Aufgabenstellung
Schreib die Einträge von der Zeile mit "For the benchmark, point out every instance of the finger in" bis zur Zeile mit "point(121, 159)" vollständig noch einmal ab, beide Zeilen eingeschlossen. Erhöhe dabei nur bei den Punkten, die als Lösung angegeben sind, jede Koordinate um 117.

== Einträge

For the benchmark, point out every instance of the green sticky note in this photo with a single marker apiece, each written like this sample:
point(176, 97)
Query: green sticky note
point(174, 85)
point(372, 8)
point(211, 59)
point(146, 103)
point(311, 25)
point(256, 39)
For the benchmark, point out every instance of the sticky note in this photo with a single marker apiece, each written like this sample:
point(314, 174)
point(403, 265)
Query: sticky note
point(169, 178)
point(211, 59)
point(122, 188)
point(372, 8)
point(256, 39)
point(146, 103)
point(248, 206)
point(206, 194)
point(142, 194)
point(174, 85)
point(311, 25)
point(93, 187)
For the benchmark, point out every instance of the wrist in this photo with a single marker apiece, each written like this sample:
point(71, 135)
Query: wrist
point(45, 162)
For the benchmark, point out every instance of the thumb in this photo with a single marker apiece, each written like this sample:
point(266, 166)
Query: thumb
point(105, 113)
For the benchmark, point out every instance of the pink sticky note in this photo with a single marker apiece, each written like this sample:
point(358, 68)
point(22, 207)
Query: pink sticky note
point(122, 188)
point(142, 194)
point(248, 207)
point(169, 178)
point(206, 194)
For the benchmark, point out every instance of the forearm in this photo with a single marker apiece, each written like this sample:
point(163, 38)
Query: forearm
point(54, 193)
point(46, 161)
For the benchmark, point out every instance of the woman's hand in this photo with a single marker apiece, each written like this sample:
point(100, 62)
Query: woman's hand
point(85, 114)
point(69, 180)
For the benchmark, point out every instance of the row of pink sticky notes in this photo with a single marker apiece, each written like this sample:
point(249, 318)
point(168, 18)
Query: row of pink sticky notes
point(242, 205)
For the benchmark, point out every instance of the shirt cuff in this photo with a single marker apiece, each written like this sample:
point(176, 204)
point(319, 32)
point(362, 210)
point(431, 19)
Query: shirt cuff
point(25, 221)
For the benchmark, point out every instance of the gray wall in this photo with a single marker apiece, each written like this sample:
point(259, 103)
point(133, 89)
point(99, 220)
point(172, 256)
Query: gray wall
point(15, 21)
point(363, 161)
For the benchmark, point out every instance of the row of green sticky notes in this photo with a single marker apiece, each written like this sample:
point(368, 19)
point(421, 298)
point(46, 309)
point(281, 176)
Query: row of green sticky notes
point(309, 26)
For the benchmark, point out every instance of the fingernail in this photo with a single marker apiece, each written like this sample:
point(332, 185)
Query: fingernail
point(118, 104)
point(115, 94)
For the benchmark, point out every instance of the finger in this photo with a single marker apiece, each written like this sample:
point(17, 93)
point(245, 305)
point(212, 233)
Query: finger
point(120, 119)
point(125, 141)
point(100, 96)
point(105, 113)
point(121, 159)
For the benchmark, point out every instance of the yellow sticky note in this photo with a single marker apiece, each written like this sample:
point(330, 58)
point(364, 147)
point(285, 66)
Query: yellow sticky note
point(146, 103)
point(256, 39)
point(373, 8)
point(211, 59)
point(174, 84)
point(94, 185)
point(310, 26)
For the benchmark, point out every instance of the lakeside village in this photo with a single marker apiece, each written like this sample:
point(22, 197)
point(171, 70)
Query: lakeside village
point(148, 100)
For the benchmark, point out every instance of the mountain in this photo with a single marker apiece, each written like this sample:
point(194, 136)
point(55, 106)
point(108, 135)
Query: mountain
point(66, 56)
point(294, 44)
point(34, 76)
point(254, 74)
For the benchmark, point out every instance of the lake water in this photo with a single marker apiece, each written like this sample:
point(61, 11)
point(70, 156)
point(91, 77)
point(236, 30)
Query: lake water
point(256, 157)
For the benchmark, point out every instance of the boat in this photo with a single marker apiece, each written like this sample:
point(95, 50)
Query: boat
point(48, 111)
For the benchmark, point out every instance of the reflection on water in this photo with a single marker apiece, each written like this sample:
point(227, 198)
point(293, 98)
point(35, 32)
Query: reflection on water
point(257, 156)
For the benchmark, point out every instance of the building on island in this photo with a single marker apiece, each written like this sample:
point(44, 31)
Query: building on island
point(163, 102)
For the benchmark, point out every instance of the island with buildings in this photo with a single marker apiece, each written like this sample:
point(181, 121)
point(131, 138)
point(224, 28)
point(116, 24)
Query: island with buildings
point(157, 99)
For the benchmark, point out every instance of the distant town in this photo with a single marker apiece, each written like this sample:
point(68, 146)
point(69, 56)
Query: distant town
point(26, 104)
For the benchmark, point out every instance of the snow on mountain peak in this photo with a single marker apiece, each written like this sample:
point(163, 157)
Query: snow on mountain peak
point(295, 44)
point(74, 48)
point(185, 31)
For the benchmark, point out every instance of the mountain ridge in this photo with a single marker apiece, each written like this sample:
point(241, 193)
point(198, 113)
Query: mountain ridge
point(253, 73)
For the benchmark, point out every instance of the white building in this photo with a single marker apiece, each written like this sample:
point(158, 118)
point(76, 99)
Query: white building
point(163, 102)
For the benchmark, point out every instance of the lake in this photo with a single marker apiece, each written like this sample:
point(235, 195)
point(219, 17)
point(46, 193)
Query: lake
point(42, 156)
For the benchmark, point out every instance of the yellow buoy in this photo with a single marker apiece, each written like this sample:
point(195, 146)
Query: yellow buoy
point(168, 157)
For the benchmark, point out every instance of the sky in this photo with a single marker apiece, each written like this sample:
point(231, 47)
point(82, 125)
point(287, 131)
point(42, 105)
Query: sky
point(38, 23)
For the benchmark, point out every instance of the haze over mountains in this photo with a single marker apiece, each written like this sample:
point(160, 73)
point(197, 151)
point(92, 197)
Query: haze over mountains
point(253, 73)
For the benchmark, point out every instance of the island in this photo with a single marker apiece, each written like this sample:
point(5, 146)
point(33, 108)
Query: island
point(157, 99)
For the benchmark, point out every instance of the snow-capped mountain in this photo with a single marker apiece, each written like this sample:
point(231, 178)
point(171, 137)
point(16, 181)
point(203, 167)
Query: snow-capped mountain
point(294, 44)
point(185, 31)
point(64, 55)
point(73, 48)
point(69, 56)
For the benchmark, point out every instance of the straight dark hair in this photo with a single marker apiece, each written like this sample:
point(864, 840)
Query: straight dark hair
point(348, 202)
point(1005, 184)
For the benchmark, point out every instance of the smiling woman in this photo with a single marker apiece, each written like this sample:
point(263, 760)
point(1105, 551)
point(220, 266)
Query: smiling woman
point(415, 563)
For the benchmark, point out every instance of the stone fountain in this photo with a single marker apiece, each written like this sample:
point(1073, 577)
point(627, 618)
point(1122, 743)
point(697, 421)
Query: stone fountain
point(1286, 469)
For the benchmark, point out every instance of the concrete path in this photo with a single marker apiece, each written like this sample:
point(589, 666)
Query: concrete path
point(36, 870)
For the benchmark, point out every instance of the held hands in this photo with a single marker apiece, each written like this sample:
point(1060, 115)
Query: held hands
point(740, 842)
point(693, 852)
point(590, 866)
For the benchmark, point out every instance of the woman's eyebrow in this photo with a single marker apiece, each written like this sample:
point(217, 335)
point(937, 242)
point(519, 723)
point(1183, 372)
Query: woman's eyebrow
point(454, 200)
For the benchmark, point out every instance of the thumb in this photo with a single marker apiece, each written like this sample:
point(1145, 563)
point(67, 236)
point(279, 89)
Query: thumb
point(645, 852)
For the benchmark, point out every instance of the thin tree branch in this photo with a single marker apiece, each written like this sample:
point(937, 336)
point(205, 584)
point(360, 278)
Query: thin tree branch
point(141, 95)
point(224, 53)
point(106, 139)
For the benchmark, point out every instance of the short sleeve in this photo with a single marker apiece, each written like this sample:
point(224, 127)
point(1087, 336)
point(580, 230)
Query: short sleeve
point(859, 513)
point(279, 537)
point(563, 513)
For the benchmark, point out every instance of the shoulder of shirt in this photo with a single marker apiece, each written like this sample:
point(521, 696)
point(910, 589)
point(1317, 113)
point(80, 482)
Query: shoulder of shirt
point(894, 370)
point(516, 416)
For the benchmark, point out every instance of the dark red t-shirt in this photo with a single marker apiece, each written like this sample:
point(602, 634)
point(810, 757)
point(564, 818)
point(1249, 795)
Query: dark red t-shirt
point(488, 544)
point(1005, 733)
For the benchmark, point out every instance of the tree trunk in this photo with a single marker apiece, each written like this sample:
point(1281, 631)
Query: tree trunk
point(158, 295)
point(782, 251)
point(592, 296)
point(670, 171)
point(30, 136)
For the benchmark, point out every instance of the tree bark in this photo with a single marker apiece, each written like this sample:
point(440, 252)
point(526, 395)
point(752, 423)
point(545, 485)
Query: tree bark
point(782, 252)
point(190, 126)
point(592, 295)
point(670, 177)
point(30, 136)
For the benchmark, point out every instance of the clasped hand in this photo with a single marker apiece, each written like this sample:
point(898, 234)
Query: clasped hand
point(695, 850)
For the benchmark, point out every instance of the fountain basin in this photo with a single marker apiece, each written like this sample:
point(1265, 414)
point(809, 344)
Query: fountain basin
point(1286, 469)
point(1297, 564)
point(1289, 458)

====

Lösung der Aufgabe
For the benchmark, point out every instance of the finger in this photo with a single marker apiece, each written like this sample:
point(17, 93)
point(245, 305)
point(212, 233)
Query: finger
point(237, 236)
point(242, 258)
point(217, 213)
point(222, 230)
point(238, 276)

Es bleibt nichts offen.